**GESTELLTE AUFGABE 1:**
Gib aus dem Kommentar über Hagen den Abschnitt von „Manche sind noch“ bis einschließlich „schnell wieder entzaubert.“ wortgetreu aus.

Nach dem Urlaubsblick über den Tellerrand fällt es WP-Kommentator Martin Weiske zunehmend schwer, sich in Hagen wohlzufühlen.

Manche sind noch unterwegs, doch das Gros der Hagener blickt bereits auf den Sommerurlaub zurück: Abschalten, Tapetenwechsel, Zeit für Mußestunden abseits des täglichen Einerleis. Doch zurück in Hagen wird man schnell wieder entzaubert.

Die sichtbaren Realitäten entlang der vier Stadtflüsse machen es immer schwerer, echte Heimatgefühle zu entwickeln. Denn das Straßenbild in der Stadt wirkt inzwischen zu ernüchternd, um sich wirklich zu Hause fühlen zu wollen. Es wirkt eher deprimierend.

Der an vielen Ecke doch äußerst erbarmungswürdige Zustand wird nach den Ferienerfahrungen an anderen Orten noch augenfälliger: Hagen ist im Vergleich zu anderen Städten einfach pottdreckig!

Der Vergleich frustriert

Und da möchte ich gar nicht unfair die Messlatte pittoresker Touristen-Hotspots, bei denen die Schönheit und Sauberkeit letztlich ihr Kapital ausmacht, anlegen. Ich spreche von ganz normalen Großstädten in Europa, die auch ihre Problemviertel mit abgehalfterter Bausubstanz haben und durch komplexe Sozial- und Migrationsstrukturen geprägt sind.

**Einträge der Sammlung:**
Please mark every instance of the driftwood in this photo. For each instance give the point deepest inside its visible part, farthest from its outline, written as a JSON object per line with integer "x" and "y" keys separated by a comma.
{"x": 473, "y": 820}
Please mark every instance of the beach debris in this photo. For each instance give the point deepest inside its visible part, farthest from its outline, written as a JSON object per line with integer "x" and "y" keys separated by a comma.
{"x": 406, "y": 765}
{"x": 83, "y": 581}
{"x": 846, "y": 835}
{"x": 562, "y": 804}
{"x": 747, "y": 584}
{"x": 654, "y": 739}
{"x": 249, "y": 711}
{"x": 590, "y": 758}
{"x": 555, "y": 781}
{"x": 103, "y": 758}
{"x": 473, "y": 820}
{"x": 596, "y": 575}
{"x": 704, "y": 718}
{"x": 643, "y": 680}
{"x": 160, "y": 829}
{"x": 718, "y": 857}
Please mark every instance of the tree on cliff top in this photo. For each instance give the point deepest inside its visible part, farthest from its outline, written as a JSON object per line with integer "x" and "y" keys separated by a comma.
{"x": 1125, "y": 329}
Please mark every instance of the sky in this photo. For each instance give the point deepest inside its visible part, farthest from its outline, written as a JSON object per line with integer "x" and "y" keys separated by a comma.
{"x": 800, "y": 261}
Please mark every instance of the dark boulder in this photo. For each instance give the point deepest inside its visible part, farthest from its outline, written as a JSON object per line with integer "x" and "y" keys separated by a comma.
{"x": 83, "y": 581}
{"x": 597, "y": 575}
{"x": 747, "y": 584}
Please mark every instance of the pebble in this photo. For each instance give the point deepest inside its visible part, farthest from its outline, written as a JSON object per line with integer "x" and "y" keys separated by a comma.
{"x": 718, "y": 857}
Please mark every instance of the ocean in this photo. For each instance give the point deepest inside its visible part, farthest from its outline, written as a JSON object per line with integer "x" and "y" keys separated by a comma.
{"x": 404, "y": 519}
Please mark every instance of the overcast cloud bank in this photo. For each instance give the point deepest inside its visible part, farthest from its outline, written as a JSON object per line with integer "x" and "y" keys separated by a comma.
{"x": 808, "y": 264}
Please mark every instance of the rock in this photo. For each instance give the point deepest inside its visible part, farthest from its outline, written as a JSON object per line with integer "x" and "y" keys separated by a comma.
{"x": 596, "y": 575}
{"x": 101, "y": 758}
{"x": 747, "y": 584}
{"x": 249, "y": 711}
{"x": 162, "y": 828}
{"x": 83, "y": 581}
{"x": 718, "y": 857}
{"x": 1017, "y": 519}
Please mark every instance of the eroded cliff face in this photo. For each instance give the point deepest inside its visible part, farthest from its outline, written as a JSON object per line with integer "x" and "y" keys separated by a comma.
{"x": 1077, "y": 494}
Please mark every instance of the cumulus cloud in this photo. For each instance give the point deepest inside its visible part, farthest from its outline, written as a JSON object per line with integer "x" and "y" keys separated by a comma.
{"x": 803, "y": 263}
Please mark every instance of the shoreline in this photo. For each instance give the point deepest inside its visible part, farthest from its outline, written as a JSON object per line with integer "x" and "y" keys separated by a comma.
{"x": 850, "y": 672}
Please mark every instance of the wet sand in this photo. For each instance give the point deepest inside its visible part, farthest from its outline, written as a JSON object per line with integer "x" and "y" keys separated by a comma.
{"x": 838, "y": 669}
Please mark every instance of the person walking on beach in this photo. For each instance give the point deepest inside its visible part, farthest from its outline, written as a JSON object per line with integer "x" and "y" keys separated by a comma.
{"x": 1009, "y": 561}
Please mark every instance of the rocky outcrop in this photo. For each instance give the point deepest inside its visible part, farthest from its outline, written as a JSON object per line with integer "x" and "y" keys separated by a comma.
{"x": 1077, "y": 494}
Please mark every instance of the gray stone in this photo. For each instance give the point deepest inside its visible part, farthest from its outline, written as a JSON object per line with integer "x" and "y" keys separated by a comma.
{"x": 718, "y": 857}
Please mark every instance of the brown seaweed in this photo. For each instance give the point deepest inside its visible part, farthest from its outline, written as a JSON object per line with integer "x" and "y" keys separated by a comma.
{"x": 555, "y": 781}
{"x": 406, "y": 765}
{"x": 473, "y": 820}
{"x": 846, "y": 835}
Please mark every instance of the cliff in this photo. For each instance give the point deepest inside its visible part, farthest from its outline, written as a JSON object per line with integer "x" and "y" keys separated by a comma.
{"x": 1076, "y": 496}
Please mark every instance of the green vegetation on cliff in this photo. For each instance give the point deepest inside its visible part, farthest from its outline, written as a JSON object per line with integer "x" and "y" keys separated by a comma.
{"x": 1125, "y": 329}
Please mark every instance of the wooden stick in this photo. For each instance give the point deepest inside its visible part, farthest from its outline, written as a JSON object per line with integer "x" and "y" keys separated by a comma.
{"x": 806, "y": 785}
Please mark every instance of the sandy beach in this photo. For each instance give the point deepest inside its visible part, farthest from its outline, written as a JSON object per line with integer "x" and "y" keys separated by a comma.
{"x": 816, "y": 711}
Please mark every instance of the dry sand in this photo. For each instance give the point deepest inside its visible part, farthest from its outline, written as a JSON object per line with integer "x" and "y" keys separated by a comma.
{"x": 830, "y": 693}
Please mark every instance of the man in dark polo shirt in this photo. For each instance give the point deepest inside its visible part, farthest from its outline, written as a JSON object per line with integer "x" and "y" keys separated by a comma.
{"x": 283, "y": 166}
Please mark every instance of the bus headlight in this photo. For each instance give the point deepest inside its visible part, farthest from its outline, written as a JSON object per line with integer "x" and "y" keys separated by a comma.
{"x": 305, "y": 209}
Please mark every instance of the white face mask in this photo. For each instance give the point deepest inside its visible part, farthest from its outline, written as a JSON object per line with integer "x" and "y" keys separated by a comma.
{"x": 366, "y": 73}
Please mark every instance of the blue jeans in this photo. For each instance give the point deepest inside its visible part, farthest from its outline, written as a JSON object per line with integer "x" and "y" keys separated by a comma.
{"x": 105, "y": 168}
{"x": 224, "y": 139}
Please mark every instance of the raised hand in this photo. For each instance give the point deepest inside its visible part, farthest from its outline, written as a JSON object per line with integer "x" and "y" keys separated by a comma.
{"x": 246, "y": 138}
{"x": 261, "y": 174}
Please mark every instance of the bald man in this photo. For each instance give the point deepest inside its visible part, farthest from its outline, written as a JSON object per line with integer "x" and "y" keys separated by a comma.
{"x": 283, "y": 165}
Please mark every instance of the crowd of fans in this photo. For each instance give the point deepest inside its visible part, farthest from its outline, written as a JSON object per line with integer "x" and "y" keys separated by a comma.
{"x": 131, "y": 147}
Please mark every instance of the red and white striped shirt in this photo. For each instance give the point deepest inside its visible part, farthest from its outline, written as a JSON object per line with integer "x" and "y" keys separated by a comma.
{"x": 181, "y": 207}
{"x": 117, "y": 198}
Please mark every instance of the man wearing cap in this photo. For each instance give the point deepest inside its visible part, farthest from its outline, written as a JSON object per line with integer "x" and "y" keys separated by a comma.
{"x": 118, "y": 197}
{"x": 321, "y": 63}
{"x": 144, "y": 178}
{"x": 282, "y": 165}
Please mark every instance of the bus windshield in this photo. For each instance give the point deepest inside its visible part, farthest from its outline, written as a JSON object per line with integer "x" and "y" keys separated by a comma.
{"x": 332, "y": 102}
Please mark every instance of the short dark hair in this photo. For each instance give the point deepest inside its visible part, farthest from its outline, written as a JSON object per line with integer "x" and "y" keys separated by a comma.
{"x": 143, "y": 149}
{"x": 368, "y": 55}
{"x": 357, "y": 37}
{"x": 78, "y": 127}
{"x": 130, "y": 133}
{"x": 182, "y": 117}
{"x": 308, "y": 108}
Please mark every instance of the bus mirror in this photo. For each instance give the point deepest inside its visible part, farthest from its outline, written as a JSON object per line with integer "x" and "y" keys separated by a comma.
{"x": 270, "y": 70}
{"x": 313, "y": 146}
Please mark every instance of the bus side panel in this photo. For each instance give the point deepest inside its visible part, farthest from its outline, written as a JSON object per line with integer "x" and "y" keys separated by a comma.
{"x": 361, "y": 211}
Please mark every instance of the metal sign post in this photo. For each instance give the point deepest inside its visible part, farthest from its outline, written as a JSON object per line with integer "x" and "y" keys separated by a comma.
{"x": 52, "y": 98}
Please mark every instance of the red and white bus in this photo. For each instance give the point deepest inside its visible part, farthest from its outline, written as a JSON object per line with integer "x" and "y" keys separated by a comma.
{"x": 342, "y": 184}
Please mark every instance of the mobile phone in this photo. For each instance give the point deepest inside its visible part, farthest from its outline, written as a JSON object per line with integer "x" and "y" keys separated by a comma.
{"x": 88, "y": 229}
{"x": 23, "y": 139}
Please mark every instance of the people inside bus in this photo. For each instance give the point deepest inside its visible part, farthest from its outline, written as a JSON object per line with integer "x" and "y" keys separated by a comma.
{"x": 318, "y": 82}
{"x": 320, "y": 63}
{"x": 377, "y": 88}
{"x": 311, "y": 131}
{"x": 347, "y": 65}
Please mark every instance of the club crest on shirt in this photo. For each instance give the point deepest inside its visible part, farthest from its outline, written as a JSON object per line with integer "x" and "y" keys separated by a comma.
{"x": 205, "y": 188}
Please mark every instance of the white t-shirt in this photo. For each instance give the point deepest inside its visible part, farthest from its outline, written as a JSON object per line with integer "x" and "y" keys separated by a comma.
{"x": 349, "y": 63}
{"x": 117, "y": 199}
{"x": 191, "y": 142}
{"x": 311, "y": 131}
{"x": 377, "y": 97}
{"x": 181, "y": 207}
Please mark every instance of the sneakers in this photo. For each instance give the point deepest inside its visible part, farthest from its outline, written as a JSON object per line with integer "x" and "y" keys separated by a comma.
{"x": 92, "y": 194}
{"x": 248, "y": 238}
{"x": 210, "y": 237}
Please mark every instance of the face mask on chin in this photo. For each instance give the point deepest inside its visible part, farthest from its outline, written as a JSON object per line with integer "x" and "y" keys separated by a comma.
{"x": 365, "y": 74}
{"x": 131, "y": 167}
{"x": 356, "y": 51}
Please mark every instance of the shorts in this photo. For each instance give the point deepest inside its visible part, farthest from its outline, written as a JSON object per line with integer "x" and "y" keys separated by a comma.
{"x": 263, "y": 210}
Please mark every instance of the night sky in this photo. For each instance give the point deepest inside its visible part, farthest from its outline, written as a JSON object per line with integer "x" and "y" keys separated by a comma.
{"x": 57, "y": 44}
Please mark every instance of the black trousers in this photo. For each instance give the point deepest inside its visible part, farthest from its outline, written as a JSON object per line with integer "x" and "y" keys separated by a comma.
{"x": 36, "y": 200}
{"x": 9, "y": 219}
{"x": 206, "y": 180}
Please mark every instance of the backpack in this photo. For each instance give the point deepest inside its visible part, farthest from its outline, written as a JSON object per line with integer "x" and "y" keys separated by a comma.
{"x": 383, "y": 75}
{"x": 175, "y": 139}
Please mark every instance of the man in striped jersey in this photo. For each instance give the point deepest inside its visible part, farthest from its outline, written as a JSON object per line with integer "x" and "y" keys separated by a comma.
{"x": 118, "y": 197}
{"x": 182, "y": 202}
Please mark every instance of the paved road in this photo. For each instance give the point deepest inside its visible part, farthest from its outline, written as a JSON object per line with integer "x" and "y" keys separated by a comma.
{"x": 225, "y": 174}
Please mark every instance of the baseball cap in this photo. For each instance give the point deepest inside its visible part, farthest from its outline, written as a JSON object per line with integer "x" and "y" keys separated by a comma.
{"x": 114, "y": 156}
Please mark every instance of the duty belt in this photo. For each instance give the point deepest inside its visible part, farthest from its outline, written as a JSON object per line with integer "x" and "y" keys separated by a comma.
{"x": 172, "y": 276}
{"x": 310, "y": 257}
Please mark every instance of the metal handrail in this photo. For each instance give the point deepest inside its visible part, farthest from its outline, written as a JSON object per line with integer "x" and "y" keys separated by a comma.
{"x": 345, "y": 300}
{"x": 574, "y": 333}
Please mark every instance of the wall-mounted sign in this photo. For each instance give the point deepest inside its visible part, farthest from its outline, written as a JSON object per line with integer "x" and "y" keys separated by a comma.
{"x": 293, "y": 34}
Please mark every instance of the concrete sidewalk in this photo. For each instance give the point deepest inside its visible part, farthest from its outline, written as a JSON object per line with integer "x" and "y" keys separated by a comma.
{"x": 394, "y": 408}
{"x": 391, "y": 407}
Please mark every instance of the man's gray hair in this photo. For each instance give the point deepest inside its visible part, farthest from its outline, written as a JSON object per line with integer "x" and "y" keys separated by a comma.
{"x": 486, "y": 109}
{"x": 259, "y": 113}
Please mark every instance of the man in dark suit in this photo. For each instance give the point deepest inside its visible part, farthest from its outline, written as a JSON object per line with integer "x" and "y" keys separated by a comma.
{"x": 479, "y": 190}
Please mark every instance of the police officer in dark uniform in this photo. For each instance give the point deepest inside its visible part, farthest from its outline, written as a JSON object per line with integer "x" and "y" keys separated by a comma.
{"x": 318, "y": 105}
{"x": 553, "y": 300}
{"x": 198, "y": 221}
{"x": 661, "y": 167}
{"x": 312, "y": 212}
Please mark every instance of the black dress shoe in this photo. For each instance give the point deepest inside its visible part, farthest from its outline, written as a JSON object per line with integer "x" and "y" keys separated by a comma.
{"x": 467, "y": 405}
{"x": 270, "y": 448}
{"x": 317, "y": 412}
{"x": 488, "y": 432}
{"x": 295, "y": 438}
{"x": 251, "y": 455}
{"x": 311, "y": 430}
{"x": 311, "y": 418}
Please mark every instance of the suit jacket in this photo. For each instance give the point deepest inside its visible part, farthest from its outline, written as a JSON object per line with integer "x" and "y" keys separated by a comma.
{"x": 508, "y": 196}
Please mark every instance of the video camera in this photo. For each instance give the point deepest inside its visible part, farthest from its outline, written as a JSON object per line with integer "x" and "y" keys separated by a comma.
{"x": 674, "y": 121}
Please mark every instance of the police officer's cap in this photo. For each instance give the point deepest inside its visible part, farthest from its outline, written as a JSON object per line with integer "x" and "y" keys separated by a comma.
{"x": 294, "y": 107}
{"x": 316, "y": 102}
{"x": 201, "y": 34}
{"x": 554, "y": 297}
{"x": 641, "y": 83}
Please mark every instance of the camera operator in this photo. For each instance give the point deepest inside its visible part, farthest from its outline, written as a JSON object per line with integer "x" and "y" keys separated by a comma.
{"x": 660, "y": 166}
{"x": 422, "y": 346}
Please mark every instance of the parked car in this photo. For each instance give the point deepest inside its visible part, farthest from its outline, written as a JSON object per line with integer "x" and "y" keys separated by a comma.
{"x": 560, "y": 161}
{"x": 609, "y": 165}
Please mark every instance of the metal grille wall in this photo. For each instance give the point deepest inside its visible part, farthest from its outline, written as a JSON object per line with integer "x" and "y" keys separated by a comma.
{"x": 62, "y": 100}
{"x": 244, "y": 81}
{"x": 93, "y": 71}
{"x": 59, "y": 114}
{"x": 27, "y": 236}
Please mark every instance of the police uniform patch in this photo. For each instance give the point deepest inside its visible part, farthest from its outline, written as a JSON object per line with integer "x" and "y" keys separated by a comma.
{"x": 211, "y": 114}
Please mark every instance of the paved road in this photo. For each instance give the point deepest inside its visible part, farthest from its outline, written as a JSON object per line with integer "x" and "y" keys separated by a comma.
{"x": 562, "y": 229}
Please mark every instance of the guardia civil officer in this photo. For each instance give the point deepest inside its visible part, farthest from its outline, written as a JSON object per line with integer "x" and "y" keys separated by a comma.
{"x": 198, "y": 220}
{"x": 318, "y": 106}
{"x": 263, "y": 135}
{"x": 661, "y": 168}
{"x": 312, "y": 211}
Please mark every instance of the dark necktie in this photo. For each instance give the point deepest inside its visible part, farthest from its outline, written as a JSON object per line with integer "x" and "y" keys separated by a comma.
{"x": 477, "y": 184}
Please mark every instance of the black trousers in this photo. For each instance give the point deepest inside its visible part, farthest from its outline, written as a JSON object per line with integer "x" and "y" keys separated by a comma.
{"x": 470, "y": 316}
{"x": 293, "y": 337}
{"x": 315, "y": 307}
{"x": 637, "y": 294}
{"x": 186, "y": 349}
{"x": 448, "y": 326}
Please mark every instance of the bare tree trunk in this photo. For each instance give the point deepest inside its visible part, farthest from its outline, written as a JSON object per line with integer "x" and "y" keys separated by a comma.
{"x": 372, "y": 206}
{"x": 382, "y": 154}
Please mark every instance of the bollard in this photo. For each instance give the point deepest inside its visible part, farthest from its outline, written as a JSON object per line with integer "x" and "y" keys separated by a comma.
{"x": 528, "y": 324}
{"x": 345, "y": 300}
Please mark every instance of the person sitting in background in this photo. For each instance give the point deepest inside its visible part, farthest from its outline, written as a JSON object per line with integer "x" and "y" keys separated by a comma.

**GESTELLTE AUFGABE 2:**
Welche Zeilen oben enthalten das Wort „gray“? Extrahiere jede davon vollständig.

**RICHTIGES ERGEBNIS 1:**
Manche sind noch unterwegs, doch das Gros der Hagener blickt bereits auf den Sommerurlaub zurück: Abschalten, Tapetenwechsel, Zeit für Mußestunden abseits des täglichen Einerleis. Doch zurück in Hagen wird man schnell wieder entzaubert.

**RICHTIGES ERGEBNIS 2:**
Please mark every instance of the gray stone in this photo. For each instance give the point deepest inside its visible part, farthest from its outline, written as a JSON object per line with integer "x" and "y" keys separated by a comma.
Please mark every instance of the man's gray hair in this photo. For each instance give the point deepest inside its visible part, farthest from its outline, written as a JSON object per line with integer "x" and "y" keys separated by a comma.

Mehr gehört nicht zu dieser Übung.